■ What the exercise asks
Reproduce every item below word for word.

■ Records
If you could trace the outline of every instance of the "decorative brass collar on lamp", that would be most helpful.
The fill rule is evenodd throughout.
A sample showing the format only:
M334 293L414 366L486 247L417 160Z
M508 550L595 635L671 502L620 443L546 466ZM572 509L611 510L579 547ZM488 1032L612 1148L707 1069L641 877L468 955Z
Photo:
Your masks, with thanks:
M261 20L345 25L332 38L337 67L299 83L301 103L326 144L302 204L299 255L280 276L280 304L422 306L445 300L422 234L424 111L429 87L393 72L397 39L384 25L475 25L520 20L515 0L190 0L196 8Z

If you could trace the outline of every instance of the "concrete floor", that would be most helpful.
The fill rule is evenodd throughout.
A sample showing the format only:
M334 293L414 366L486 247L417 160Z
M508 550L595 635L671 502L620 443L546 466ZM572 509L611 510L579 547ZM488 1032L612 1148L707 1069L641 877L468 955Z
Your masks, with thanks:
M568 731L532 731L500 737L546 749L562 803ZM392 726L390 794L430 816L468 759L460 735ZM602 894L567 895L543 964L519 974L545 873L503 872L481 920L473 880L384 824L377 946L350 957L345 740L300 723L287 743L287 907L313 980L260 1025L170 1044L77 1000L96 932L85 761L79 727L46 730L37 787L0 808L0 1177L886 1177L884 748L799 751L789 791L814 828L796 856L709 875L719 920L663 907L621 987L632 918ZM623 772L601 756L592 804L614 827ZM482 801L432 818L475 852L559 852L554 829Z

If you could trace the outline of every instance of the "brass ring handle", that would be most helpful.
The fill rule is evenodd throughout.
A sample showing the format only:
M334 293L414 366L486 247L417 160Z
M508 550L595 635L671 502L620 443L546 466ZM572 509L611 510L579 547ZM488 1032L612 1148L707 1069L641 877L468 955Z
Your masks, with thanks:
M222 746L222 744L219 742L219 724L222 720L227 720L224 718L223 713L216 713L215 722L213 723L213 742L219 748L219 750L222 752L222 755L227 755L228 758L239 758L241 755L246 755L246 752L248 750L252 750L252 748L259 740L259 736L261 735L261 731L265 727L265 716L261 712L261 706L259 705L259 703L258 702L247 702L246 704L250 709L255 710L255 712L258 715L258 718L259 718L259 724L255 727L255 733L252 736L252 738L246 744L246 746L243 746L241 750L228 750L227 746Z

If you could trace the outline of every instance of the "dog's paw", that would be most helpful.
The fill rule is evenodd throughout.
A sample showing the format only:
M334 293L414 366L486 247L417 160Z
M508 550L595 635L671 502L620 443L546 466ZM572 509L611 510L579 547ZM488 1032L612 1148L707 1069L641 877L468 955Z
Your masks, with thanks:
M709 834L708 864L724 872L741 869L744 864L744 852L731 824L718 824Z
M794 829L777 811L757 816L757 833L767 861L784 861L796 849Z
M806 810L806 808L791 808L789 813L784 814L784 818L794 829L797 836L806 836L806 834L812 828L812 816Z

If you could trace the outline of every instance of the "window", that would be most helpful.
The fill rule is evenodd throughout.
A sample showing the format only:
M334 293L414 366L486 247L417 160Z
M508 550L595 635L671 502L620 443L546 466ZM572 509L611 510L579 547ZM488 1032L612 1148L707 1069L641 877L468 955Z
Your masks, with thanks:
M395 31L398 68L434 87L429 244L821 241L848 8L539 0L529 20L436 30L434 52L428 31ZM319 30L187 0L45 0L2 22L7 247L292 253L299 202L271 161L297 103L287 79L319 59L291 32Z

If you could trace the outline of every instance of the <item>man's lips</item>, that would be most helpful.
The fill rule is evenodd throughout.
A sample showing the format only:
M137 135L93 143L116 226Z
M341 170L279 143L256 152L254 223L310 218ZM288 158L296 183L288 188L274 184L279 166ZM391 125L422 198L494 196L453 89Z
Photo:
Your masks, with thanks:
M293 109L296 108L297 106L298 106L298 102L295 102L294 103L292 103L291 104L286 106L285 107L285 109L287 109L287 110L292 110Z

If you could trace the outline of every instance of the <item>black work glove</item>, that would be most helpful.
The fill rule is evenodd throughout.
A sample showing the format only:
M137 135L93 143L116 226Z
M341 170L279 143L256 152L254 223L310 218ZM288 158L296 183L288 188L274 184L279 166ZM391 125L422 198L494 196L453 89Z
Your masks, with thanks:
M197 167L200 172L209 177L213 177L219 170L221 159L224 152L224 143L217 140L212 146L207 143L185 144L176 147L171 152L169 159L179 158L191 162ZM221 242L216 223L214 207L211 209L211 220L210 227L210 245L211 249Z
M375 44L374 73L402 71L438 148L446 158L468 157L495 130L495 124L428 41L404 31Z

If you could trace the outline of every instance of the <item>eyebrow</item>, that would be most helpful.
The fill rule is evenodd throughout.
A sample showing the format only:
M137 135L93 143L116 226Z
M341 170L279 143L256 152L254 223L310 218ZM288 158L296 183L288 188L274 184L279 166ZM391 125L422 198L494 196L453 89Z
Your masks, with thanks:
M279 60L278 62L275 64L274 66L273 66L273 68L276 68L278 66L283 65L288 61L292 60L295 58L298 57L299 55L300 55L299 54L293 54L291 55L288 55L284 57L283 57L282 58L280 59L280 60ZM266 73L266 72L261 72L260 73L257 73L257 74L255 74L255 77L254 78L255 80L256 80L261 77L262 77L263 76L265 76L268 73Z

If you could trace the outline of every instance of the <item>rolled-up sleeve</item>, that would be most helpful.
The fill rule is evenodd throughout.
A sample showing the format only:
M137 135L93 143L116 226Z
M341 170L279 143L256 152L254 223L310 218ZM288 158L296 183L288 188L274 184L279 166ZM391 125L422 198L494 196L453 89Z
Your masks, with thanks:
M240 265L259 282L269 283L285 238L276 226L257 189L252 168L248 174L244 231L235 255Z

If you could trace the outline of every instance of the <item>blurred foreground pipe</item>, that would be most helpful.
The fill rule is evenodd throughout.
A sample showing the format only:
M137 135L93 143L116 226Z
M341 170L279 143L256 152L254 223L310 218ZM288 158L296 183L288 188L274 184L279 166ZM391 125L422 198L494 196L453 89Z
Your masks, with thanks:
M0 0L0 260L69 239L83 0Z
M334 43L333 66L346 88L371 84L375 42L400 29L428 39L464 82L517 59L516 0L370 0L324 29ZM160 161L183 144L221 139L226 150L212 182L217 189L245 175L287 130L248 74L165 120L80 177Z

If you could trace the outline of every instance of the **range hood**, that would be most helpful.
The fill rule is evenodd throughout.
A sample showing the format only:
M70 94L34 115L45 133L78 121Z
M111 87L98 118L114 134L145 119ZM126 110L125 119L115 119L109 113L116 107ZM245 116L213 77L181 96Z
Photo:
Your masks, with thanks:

■ Task solution
If you could trace the outline of every instance of the "decorative brass collar on lamp", that would be most helpful.
The fill rule is evenodd throughout.
A sample showing the format only:
M334 293L414 366L486 247L417 160Z
M508 550L595 635L671 502L620 443L546 466ZM572 509L611 510L579 547ZM488 1032L612 1148L707 1069L641 877L468 955Z
Photo:
Your masks, with thanks:
M261 20L345 25L332 38L337 67L299 83L301 103L326 144L302 204L299 255L280 276L280 304L422 306L445 300L422 234L424 111L429 87L393 72L397 39L384 25L475 25L520 20L515 0L190 0L196 8Z

If you could trace the outline of every instance of the "concrete floor", that would be most helpful.
The fill rule is evenodd throughout.
A sample showing the format only:
M334 293L414 366L486 247L417 160Z
M508 550L595 635L671 502L620 443L546 466ZM572 509L611 510L579 547ZM488 1032L612 1148L707 1069L641 877L468 955Z
Your masks, with thanks:
M568 731L532 731L500 737L546 749L562 803ZM392 726L390 794L430 816L468 759L460 735ZM602 894L567 895L543 964L519 974L545 873L503 872L481 920L473 880L384 824L377 946L350 957L345 740L300 723L287 743L287 907L313 980L260 1025L170 1044L77 1000L96 932L85 761L79 727L46 730L37 787L0 808L0 1177L886 1177L884 748L799 751L789 791L814 828L796 856L709 875L719 920L663 907L621 987L632 918ZM623 772L601 756L592 804L614 827ZM482 801L432 818L475 852L559 852L554 829Z

If you could trace the outline of every instance of the "brass ring handle", that would be most helpful.
The fill rule is evenodd throughout.
A sample showing the format only:
M334 293L414 366L486 247L417 160Z
M508 550L595 635L671 502L620 443L546 466ZM572 509L611 510L579 547ZM488 1032L612 1148L707 1069L641 877L468 955Z
Your masks, with thanks:
M222 746L222 744L219 742L219 724L222 720L227 720L224 718L223 713L216 713L215 722L213 723L213 742L219 748L219 750L222 752L222 755L227 755L228 758L239 758L241 755L246 755L246 752L248 750L252 750L252 748L259 740L259 736L261 735L261 731L265 727L265 716L261 712L261 706L259 705L259 703L258 702L247 702L246 704L250 709L255 710L255 712L258 715L258 718L259 718L259 724L255 727L255 733L252 736L252 738L246 744L246 746L243 746L241 750L228 750L227 746Z

If you could trace the outline of every instance of the "dog's paw", that would be most helpful.
The fill rule is evenodd throughout.
A sample showing the format only:
M334 293L414 366L486 247L417 160Z
M508 550L595 635L671 502L620 443L546 466ZM572 509L611 510L579 547ZM488 1032L612 1148L707 1069L641 877L468 955Z
Your masks, with thanks:
M709 834L708 864L724 872L741 869L744 864L744 852L731 824L718 824Z
M794 829L777 811L757 816L757 833L767 861L784 861L796 849Z
M806 810L806 808L791 808L789 813L784 814L784 818L794 829L797 836L806 836L806 834L812 828L812 816Z

If you could trace the outline of every instance of the "window", that would be most helpful.
The fill rule is evenodd throughout.
A sample showing the format only:
M334 293L414 366L486 247L417 160Z
M508 550L595 635L671 502L620 443L546 466ZM572 509L611 510L579 547ZM488 1032L612 1148L707 1069L641 877L468 955Z
Your masks, with thanks:
M395 31L398 68L434 87L429 244L821 241L848 8L539 0L529 20L436 30L434 52L428 31ZM319 30L187 0L45 0L2 22L7 247L292 253L299 202L271 161L297 103L287 79L319 59L291 32Z

If you could trace the outline of every instance of the <item>man's lips</item>, that would be most helpful.
The fill rule is evenodd throughout.
A sample showing the format only:
M137 135L93 143L116 226Z
M341 170L279 143L256 152L254 223L310 218ZM288 158L296 183L288 188L274 184L279 166ZM391 125L422 198L494 196L453 89Z
Photo:
Your masks, with thanks:
M293 109L296 108L297 106L298 106L298 102L295 102L294 103L292 103L291 104L286 106L285 107L285 109L287 109L287 110L292 110Z

If you could trace the outline of every instance of the <item>black work glove</item>, that would be most helpful.
The fill rule is evenodd throughout.
A sample showing the format only:
M137 135L93 143L116 226Z
M341 170L279 143L256 152L254 223L310 218ZM288 158L296 183L288 188L274 184L279 166ZM391 125L422 198L494 196L453 89Z
Your masks, with thanks:
M197 167L200 172L209 177L213 177L219 170L221 159L224 152L224 143L217 140L212 146L207 143L185 144L176 147L171 152L169 159L179 158L191 162ZM221 242L216 223L214 207L211 209L211 220L210 227L210 245L211 249Z
M375 44L374 73L402 71L438 148L446 158L468 157L495 130L495 124L428 41L404 31Z

If you could trace the outline of every instance of the <item>eyebrow</item>, that would be most helpful.
The fill rule is evenodd throughout.
A sample showing the format only:
M137 135L93 143L116 226Z
M341 170L279 143L256 152L254 223L310 218ZM288 158L296 183L288 188L274 184L279 166ZM391 125L422 198L494 196L453 89Z
Your masks, with thanks:
M279 60L278 62L275 64L274 66L273 66L273 68L276 68L278 66L283 65L288 61L292 60L295 58L298 57L299 55L300 55L299 54L293 54L291 55L288 55L284 57L283 57L282 58L280 59L280 60ZM266 73L266 72L261 72L260 73L257 73L257 74L255 74L255 77L254 78L255 80L256 80L261 77L262 77L263 76L265 76L268 73Z

If you could trace the outline of every instance of the <item>rolled-up sleeve</item>, that would be most helpful.
The fill rule is evenodd throughout.
A sample showing the format only:
M137 135L93 143L116 226Z
M341 170L279 143L256 152L254 223L310 218ZM288 158L296 183L288 188L274 184L279 166ZM391 125L422 198L494 196L453 89Z
Your masks, with thanks:
M240 265L259 282L269 283L285 238L276 226L257 189L252 168L248 174L244 231L235 255Z

If you could trace the outline of every instance of the <item>blurred foreground pipe</item>, that would be most helpful.
The fill rule is evenodd throughout.
A sample showing the format only:
M137 135L93 143L116 226Z
M341 170L279 143L256 152L254 223L310 218ZM288 158L296 183L288 188L274 184L279 166ZM391 125L422 198L494 196L453 89Z
Your masks, with thanks:
M0 0L0 260L69 239L83 0Z
M334 43L333 66L346 88L371 84L375 42L400 29L428 39L464 82L517 59L516 0L370 0L324 29ZM160 161L183 144L221 139L226 150L212 182L217 189L245 175L287 130L248 74L165 120L80 177Z

If you could trace the outline of every instance of the **range hood**, that would be most helpful.
The fill rule is evenodd throughout.
A sample showing the format only:
M70 94L34 115L45 133L78 121Z
M111 87L98 118L114 134L145 119ZM126 110L125 119L115 119L109 113L116 107ZM245 116L213 77L181 96Z
Photo:
Your masks, with thanks:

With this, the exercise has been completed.